(TEXT PROVIDED):
-- START --

M - Models - are often the biggest source of confusion. These are the parts of your application that do all the 'heavy lifting' - they handle database access, perform the complex application-specific logic and are responsible for most of what your application 'does'. Unlike Views and Controllers, the Zend Framework doesn't have a base class for Models - this is because there's no real consistency in what they do. Some frameworks (like Ruby on Rails) try to present some sort of database-wrapper as a base for Model, but there are many cases (3rd party feed/API, static files, non-persistent calculations, concepts that span multiple tables...) for which this is, at best, a misleading practice. The Model is the part of the application where you're still forced to program and the framework can't really save you from it.
V - Views - are the simplest components here. They should be simple PHP/HTML templates. They're given view objects, arrays, strings, etc. which they then put into a page. There shouldn't be much (if any) complex logic here - loop over these, display this (if defined), zebra stripe this table and whatnot. There's some magic happening with View Helpers (such as the helper that magically renders a Zend_Form), but that's not essential to understanding the overall system.
C - Controllers - In the broadest sense, the controller is responsible for taking user requests, sending them off to Model objects and preparing Models to be handed to the Views. It's the glue that holds everything together. If you're using Zend MVC, you're concerned with 2 controllers - Zend_Controller_Front and Zend_Controller_Action.
Zend_Controller_Front (which you get 'for free' if you use Zend_Layout::startMVC()) is a single point of entry for your application - it handles the raw user requests and translates URLs into an Action to call. There are various places to 'plug-in' to this to handle things like authentication and access restrictions, but, at the core it's just the 'traffic cop' at the front gate directing incoming requests.
Zend_Controller_Action is the base class for actions - essentially an Action represents something your application does (log in, list blog entries, launch an ICBM, order a pizza...), but is not directly responsible for actually doing it. The Action Controllers are pretty boring - they pull values out of forms and URLs, call a few methods on Model classes to actually perform the action and push the results out into the view. As has been said before, they're the 'glue' that holds Models and Views together.
A rough test to see if you're splitting things along the right lines is to envision a major change to your site. A visual redesign would almost entirely be handled in the Views. Moving all your URLs would change your Controllers. Converting from a web app to a GUI app would replace the views and controllers, but your model would still be mostly unchanged. If you rewrite your models, you have a whole new application.
There are several other questions on Stackoverflow that give an explanation of the MVC concept:
What are MVP and MVC and what is the difference?
What is MVC (Model View Controller)?

-- END --

(ENTRIES):
-- START --

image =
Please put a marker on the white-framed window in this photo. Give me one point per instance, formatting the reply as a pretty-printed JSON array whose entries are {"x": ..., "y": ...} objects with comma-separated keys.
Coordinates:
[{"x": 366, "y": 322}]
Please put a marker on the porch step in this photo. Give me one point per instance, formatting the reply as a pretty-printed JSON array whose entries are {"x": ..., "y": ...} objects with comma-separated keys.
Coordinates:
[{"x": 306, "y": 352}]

-- END --
-- START --

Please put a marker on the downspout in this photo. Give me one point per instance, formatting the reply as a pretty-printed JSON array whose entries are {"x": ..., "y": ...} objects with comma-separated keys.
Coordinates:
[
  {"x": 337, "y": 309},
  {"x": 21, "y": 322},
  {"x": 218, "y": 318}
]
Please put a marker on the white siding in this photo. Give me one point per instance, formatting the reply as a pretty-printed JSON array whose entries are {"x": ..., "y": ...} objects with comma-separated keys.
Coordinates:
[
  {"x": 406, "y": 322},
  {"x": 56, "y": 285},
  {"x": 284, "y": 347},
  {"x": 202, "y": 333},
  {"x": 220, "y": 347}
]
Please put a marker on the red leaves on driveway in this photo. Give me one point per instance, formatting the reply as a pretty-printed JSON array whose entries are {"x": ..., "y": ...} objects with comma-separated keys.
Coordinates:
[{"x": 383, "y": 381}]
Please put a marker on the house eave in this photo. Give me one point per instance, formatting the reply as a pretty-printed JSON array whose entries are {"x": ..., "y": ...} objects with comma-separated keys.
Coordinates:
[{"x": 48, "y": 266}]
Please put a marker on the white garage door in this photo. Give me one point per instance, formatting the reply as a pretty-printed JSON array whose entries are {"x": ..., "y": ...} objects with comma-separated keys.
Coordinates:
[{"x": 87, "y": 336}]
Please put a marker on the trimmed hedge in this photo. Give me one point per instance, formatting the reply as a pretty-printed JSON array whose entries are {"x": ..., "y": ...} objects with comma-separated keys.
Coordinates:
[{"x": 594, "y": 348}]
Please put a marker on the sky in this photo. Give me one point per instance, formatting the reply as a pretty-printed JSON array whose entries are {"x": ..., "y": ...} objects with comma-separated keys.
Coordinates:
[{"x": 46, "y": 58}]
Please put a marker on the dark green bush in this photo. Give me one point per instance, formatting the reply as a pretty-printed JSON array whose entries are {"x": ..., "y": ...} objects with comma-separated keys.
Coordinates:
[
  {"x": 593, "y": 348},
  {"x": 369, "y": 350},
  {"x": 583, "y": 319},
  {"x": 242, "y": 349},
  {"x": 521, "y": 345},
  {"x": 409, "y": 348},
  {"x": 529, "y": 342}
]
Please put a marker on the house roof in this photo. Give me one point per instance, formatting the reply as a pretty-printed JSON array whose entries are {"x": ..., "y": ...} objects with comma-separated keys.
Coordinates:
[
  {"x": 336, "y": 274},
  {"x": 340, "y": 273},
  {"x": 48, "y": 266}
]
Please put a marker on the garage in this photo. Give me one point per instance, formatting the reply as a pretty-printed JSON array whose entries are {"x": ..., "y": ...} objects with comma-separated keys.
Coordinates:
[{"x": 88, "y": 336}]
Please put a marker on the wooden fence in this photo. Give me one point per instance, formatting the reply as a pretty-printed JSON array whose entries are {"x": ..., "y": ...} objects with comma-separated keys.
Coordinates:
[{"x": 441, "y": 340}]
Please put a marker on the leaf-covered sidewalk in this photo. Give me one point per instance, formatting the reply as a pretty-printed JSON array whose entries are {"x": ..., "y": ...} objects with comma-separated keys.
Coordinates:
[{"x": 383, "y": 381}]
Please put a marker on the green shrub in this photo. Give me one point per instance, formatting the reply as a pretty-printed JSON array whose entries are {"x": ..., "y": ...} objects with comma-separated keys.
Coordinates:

-- END --
-- START --

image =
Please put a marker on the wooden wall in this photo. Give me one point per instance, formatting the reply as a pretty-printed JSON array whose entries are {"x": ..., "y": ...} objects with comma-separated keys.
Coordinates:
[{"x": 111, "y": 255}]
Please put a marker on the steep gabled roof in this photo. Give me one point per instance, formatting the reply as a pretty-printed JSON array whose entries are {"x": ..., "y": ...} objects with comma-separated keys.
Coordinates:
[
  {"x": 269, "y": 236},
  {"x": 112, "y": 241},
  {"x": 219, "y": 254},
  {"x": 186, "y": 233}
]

-- END --

(EXERCISE OBJECTIVE):
Rewrite the passage of the Zend Framework MVC text starting with "C - Controllers" and going on through "Zend_Controller_Front and Zend_Controller_Action.", and substitute "adhesive" for "glue".

(TASK RESPONSE):
C - Controllers - In the broadest sense, the controller is responsible for taking user requests, sending them off to Model objects and preparing Models to be handed to the Views. It's the adhesive that holds everything together. If you're using Zend MVC, you're concerned with 2 controllers - Zend_Controller_Front and Zend_Controller_Action.